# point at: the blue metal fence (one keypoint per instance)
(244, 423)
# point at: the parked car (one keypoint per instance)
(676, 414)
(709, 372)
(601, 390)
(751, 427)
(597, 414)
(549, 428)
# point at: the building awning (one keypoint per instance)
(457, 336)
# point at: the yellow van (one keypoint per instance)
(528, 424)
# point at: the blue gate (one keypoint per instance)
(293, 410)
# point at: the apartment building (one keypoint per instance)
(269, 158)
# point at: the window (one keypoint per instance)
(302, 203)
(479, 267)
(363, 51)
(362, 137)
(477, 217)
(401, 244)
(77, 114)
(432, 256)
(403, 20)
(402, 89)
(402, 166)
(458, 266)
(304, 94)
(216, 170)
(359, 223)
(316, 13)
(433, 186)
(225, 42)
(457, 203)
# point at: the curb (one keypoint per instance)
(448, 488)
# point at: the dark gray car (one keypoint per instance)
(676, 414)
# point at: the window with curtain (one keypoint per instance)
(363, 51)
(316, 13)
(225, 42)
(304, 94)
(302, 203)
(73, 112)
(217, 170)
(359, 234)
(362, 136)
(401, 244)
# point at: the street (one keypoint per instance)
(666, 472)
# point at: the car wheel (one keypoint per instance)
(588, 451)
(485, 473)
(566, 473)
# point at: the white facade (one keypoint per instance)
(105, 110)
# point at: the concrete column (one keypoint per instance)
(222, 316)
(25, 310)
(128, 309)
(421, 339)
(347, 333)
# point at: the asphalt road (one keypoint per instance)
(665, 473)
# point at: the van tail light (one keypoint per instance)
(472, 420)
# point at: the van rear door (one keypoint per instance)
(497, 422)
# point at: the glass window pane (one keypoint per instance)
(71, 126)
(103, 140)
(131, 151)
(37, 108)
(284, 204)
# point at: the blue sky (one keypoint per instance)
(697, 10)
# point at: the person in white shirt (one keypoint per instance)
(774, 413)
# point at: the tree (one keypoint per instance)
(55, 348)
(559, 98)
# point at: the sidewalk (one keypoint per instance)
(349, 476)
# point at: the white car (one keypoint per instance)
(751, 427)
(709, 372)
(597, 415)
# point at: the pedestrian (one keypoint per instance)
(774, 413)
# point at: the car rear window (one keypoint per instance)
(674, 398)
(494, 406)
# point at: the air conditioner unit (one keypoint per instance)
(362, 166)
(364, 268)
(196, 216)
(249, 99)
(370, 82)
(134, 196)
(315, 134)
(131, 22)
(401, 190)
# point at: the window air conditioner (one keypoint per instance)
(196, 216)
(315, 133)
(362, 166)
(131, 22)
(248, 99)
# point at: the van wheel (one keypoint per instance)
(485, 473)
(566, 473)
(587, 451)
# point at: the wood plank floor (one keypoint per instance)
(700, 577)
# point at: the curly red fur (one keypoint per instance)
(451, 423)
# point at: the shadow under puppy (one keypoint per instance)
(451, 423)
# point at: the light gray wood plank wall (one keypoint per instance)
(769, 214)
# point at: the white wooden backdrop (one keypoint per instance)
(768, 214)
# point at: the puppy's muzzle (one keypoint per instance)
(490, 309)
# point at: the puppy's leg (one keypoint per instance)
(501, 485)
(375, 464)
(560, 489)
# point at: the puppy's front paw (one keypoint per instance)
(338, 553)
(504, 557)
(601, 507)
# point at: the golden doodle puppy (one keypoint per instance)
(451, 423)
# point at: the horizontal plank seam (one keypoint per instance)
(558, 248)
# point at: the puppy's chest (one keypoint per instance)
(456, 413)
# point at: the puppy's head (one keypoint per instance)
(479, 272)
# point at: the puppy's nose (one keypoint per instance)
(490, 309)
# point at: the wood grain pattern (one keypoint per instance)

____

## Task requirements
Reproduce every line of the data exactly as it was written.

## Solution to this exercise
# point at: the blue metal fence (one keypoint per instance)
(244, 423)
# point at: the parked car (one keypoint per instance)
(676, 414)
(709, 372)
(601, 390)
(751, 427)
(597, 414)
(549, 428)
# point at: the building awning (one keypoint per instance)
(457, 336)
# point at: the yellow van (one keypoint per instance)
(528, 424)
# point at: the blue gate (one keypoint per instance)
(293, 410)
# point at: the apartment building (one keypoint per instance)
(269, 158)
# point at: the window (one keypoint per instance)
(302, 203)
(479, 267)
(363, 51)
(362, 137)
(477, 217)
(401, 244)
(77, 114)
(432, 256)
(403, 20)
(402, 89)
(402, 166)
(458, 266)
(304, 94)
(216, 170)
(359, 223)
(316, 13)
(433, 186)
(225, 42)
(457, 203)
# point at: the curb (one keypoint per instance)
(448, 488)
# point at: the dark gray car (one keypoint per instance)
(676, 414)
# point at: the window with curtain (one keypoint per instance)
(363, 51)
(316, 13)
(225, 42)
(304, 94)
(302, 203)
(73, 112)
(217, 170)
(359, 234)
(362, 136)
(401, 244)
# point at: the street (one keypoint per instance)
(666, 472)
# point at: the car wheel (one keypoint per instance)
(588, 451)
(485, 473)
(566, 473)
# point at: the white facade (one keypoint per instance)
(105, 110)
# point at: the concrete column (one keypoint per instance)
(222, 316)
(25, 310)
(128, 309)
(421, 339)
(347, 333)
# point at: the asphalt road (one keypoint per instance)
(665, 473)
# point at: the van tail light (one keypoint per instance)
(472, 420)
# point at: the van rear door (one keypoint per instance)
(497, 422)
# point at: the glass window pane (one keypoint per instance)
(71, 126)
(103, 140)
(131, 151)
(37, 108)
(284, 204)
# point at: the blue sky (one keypoint per instance)
(697, 10)
# point at: the person in white shirt (one keypoint per instance)
(774, 413)
# point at: the tree (one keypoint per instance)
(55, 348)
(559, 98)
# point at: the sidewalk (one keypoint per instance)
(349, 476)
# point at: the white car (one keypoint per instance)
(751, 427)
(709, 372)
(597, 415)
# point at: the pedestrian (one keypoint per instance)
(774, 413)
# point at: the car rear window (one keypoint per instance)
(674, 398)
(494, 406)
# point at: the air conditioner unit (one keypoint per instance)
(362, 166)
(364, 268)
(196, 216)
(249, 99)
(370, 82)
(134, 196)
(315, 134)
(131, 22)
(401, 190)
# point at: the window air conditioner (one keypoint per instance)
(196, 216)
(315, 133)
(362, 166)
(131, 22)
(248, 99)
# point at: the van wheel (one keypoint per instance)
(485, 473)
(566, 473)
(587, 451)
# point at: the wood plank floor (one keypoint per instance)
(700, 577)
# point at: the curly red fur (one keypoint per instance)
(451, 423)
# point at: the shadow under puppy (one keypoint per instance)
(451, 423)
# point at: the light gray wood plank wall (one keypoint per instance)
(769, 214)
# point at: the white wooden backdrop (one keypoint per instance)
(768, 214)
# point at: the puppy's muzzle (one keypoint per instance)
(490, 309)
# point at: the puppy's leg (one keypoint per instance)
(501, 485)
(375, 464)
(560, 489)
# point at: the puppy's front paw (one keypoint per instance)
(338, 553)
(504, 557)
(601, 507)
# point at: the golden doodle puppy (one keypoint per instance)
(451, 423)
# point at: the horizontal plank seam (one keypoint per instance)
(558, 248)
# point at: the puppy's chest (one keypoint per instance)
(456, 413)
# point at: the puppy's head (one keypoint per instance)
(479, 272)
# point at: the puppy's nose (one keypoint per instance)
(490, 309)
# point at: the wood grain pattern (one keypoint per instance)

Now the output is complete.